Lorsqu’on applique l’économie (l’évêque par exemple), les uns sont contents parce qu’ils pensent : il est libéral, et les autres disent : Non ! halte à la prostitution du sacré ! ne voyant ni l’un ni l’autre que l’on agit sous deux éclairages : l’être, son milieu et les valeurs en jeu. Nous devons avoir la même attitude dans nos rapports avec les êtres humains, c’est-à-dire prendre en considération la hiérarchie des valeurs sans pour autant supprimer les valeurs inférieures.

Paul exige le respect réciproque sachant que si l’on aime sans respect on est agressif ! Car, ne l’oublions pas, nous confessons la Divine Trinité : trois hypostases et l’Unité ! Ceci exige le respect des autres et de leur attitude. Il arrive qu’il y ait des «scandales» et l’Évangile dit que l’apparition du scandale est un malheur. Mais certains scandales sont nécessaires, exemple : «Quitte ton père et ta mère !». Ainsi : l’attitude envers les faibles est un art plus qu’une science et exige un tact intérieur. Paul précise : «N’exposez pas votre privilège à l’outrage, car le royaume de Dieu n’est pas une affaire de nourriture ou de boisson mais il est justice, paix et joie dans l’Esprit Saint !»
----
- **Consigne**: Reprenez l'extrait sur le respect des autres selon Paul et prolongez-le à partir de sa dernière phrase.
----
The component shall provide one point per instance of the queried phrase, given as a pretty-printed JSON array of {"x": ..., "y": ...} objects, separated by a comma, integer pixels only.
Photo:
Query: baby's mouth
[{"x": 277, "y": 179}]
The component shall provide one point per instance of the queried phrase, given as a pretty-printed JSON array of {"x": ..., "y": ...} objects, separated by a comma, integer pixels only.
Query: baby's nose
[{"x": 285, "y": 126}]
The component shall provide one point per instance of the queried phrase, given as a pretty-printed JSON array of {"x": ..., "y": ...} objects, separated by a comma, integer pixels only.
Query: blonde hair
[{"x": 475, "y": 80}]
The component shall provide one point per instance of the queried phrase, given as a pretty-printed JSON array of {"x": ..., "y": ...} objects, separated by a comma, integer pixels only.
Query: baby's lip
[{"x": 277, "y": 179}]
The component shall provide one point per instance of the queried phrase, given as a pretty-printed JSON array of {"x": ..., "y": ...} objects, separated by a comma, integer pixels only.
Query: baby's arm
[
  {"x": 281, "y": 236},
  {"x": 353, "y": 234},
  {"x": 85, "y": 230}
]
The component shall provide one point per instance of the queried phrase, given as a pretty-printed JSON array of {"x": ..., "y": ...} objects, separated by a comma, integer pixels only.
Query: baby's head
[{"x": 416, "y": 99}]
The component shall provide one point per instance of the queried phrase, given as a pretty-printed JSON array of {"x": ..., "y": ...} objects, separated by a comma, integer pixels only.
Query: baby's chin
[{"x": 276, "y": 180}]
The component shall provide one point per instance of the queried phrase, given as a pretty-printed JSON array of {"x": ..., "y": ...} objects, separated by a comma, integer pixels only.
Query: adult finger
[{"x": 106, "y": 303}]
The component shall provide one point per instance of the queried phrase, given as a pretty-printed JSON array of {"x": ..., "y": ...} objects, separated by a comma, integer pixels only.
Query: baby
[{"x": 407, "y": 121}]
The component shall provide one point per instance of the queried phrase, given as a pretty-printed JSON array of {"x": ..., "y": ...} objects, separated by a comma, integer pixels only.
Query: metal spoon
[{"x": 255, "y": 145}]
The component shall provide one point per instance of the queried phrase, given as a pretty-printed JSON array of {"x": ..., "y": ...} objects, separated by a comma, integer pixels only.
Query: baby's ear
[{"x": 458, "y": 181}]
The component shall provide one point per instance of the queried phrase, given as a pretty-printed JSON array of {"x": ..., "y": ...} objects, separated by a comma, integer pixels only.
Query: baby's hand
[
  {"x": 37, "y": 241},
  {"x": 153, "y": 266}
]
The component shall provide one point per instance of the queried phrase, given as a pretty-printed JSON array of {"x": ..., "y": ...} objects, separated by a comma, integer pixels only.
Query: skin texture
----
- **Réponse à la consigne**:
Qu’est donc la justice ? on la comprend souvent mal, avec pour premier malentendu qu’elle serait à l’opposé de la miséricorde. Ceci est faux et bibliquement non fondé. Non ! La justice consiste à être authentique avec soi-même. (exemple : Dieu est juste parce qu’il ne ment pas ; nous sommes justes parce que nous sommes conformes à nos fonctions). Il existe «la paille et la poutre», une parabole où le Christ ne dit pas «de ne pas juger» mais où il pose la question : «où est la paille et où est la poutre ?» Les purs ne voient pas l’impureté (ils sont justes) et le dégoût de l’impureté chez un autre vient de ce que nous ne sommes pas encore purs.

L’injustice consiste donc en ce que nous ne sommes pas conformes à nous-mêmes. Dieu est juste parce qu’Il se manifeste «comme Il est» et non pas (comme nous le faisons parfois) comme Il n’est pas. Nous devons faire apparaître le christianisme comme il est et non pas comme il n’est pas : ne discutons pas des choses secondaires (formalisme, calendrier, juridiction…) mais on doit respecter tout sachant que Dieu est juste parce qu’Il pardonne. Si on ne pardonne pas on n’est pas chrétien.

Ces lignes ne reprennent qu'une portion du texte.